Von der neuen Schwimmhalle aus ist durch eine Fassadenöffnung eine direkte Verbindung in die bestehende Schwimmhalle ermöglicht. An dieser zentralen Stelle wurde ein neuer Regieraum positioniert, von dem aus alle Wasserflächen einsehbar sind.
Konstruktion
Das Tragwerk, die Dachkonstruktion und die Fassaden der Schwimmhalle sind in Holzbauweise ausgeführt. Vorgefertigte orthogonale Rahmen aus Brettschichtholzbinder
sind sichtbar in den Hallenbaukörper eingestellt. Der Anschluss der Holzstützen an den Binder erfolgt gelenkig über eine im Holz versenkte Stahlkonstruktion, aufwendige Rahmenknoten können somit entfallen. Zwischen den Hauptträgern sind Zwischenträger mit einer kleineren Bauhöhe eingebaut. Im Endzustand sind sie in den regelmäßig gelochten, weiß lasierten Dreischichtplatten der Akustikdecke integriert. Die Dachschalung aus Baufurnierplatten bildet den Dachaufbau des wärmegedämmten und extensiv begrünten Flachdaches aus.

● Zu erledigende Aufgaben:
1: Wie ist laut dem Text über die Schwimmhalle der Anschluss der Holzstützen an den Binder ausgeführt?
2: Setze den Text über die Schwimmhalle nach seinem letzten Satz fort.
Die Zeilen haben mit dem Text über die Schwimmhalle nichts zu tun.

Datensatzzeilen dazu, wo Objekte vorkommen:
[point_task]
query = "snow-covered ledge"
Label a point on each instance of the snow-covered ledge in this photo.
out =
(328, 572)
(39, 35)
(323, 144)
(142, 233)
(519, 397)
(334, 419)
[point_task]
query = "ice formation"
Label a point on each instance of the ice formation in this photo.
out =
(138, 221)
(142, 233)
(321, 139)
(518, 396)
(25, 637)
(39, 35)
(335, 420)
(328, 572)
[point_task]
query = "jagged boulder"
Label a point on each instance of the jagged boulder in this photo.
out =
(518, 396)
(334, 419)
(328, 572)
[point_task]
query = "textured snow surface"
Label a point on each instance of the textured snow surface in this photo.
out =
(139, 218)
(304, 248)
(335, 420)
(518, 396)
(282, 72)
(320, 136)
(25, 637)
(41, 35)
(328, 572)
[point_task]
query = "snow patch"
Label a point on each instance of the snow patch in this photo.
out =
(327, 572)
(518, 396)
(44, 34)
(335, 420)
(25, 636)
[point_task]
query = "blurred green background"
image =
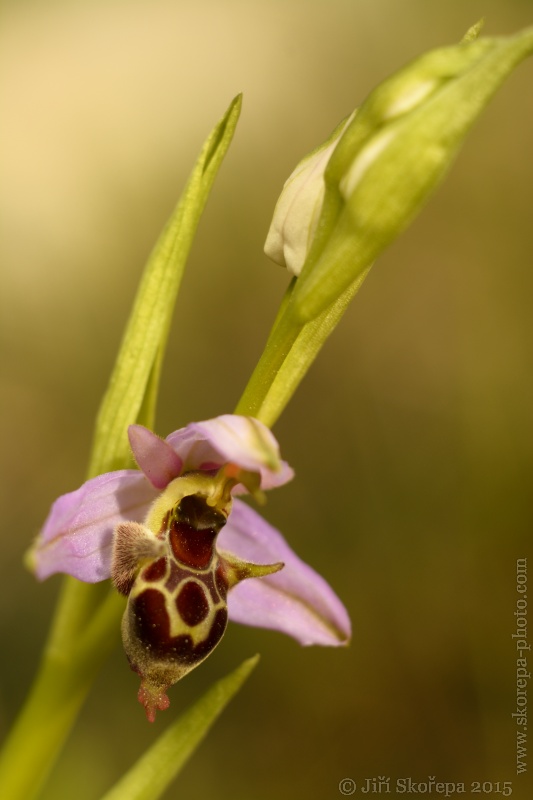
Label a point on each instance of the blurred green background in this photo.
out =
(412, 436)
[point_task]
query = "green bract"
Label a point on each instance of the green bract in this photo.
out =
(392, 156)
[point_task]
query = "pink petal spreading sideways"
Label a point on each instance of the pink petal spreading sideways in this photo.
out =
(296, 601)
(180, 547)
(77, 536)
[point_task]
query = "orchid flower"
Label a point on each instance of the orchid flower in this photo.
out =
(175, 541)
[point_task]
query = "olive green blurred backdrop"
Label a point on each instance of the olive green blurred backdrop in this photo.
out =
(411, 437)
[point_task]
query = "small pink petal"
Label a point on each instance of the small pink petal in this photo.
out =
(159, 462)
(296, 601)
(233, 439)
(77, 535)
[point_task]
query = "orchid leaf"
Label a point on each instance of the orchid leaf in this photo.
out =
(61, 684)
(154, 771)
(138, 366)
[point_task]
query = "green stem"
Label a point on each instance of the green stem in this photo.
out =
(62, 683)
(284, 334)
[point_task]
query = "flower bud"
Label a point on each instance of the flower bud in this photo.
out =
(383, 164)
(299, 205)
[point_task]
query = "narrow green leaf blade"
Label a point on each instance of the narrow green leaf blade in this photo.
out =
(155, 770)
(140, 357)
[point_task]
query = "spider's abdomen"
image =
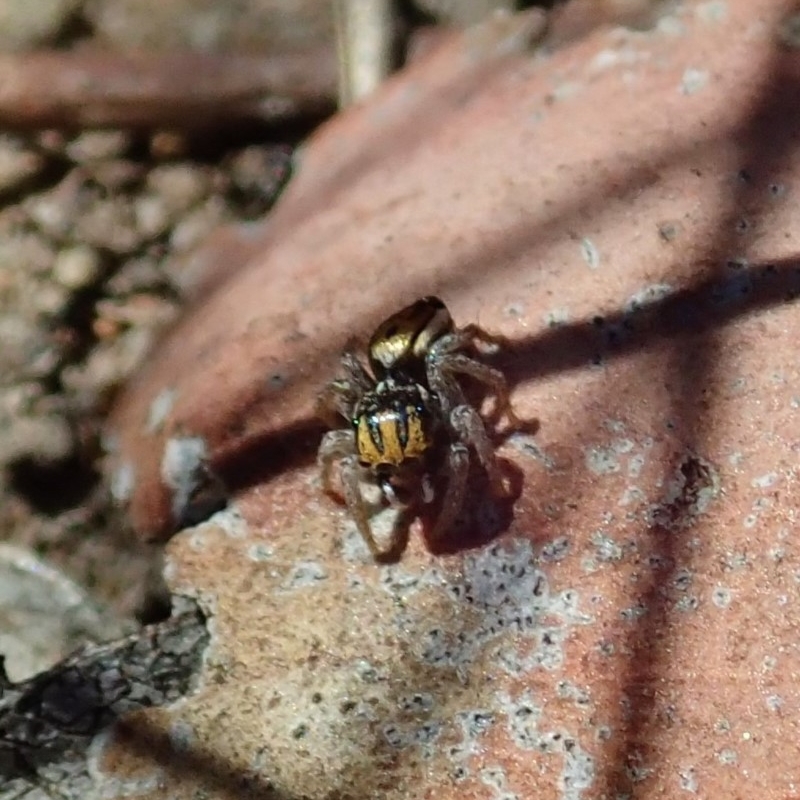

● Lösungen der Aufgaben:
1: Gelenkig über eine im Holz versenkte Stahlkonstruktion.

2:
Die Außenhaut wurde in einer durchgängigen Bekleidung in senkrechter Lattung aus gehobeltem Tannenholz und offenen Fugen als wärmegedämmte, hinterlüftete Fassade mit einer Holzunterkonstruktion ausgeführt. Die Lattung wurde mit einem Lasursystem behandelt. Durch die 3-Scheiben-Isolierverglasungen werden die Wärmeverluste des Hallenbades minimiert. Der außenliegenden Sonnen- und Blendschutz der Ostseite und die Reduzierung der Verglasung auf ein „Schwimmerfensterband“ der Südseite sorgen für ein angenehmes Raumklima.
Material- und Farbkonzept
Die Materialwahl im Gebäudeinneren ist bewusst reduziert gehalten. Die gestaltgebende weiß lasierte Holzuntersicht der gelochten Akustikdecke wird durch die Sichtbetonwandflächen und die weißen Feinsteinzeugfliesen in der Schwimmhalle ergänzt.
Das weiße Farbkonzept wird in den Sanitärbereichen für Wände, Böden und Türen fortgesetzt. Großformatige Signets auf den Türen der Umkleide- und Sanitärräume erklären die Wegeführung und erleichtern die Orientierung.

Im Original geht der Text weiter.